SHORT PROBLEM :: Type out the complete listing below word for word, without its pictures.

EXCERPTED DATA ::
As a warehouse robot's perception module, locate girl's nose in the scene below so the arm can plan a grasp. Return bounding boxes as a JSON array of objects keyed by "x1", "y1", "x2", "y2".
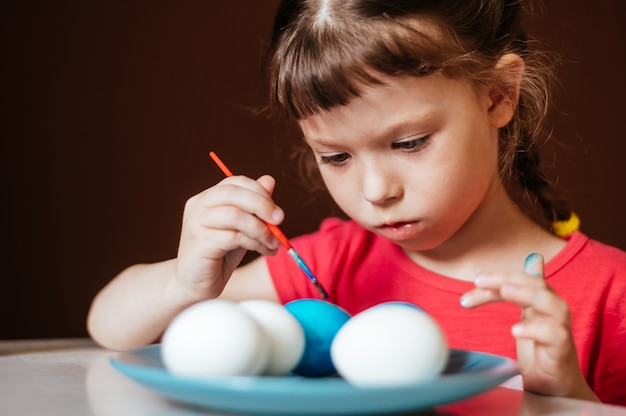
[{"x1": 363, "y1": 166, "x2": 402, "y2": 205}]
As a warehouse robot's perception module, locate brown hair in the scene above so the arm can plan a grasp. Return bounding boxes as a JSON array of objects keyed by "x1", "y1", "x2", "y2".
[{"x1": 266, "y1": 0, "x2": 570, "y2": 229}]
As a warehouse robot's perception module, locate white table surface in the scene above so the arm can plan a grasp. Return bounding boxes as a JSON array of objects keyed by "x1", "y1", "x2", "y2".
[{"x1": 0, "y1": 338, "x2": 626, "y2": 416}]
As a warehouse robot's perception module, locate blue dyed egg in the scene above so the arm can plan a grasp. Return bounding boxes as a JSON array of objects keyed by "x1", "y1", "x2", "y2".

FULL SOLUTION ::
As a warehouse robot's perception module, locate girl's nose in the scene below so the arm can plan a grasp. Return bounding boxes as a JSON array of objects keyed by "x1", "y1", "x2", "y2".
[{"x1": 363, "y1": 166, "x2": 402, "y2": 205}]
As a warehouse robot's perception module, locate brown hair in the scene above so the arm can plan a grasp. Return bounding boxes as a JSON array of objects keyed by "x1", "y1", "x2", "y2".
[{"x1": 266, "y1": 0, "x2": 570, "y2": 229}]
As a warehouse robot's perception module, locate white table surface in the scene above so the arm can plan a grasp. Return bounding boxes as a JSON array of objects keyed by "x1", "y1", "x2", "y2".
[{"x1": 0, "y1": 338, "x2": 626, "y2": 416}]
As a warehouse robot's perception module, locate blue dyed egg in the scene above so the arm can plan a grasp. Return bounding boxes as a JSON array of objects keyed by "x1", "y1", "x2", "y2".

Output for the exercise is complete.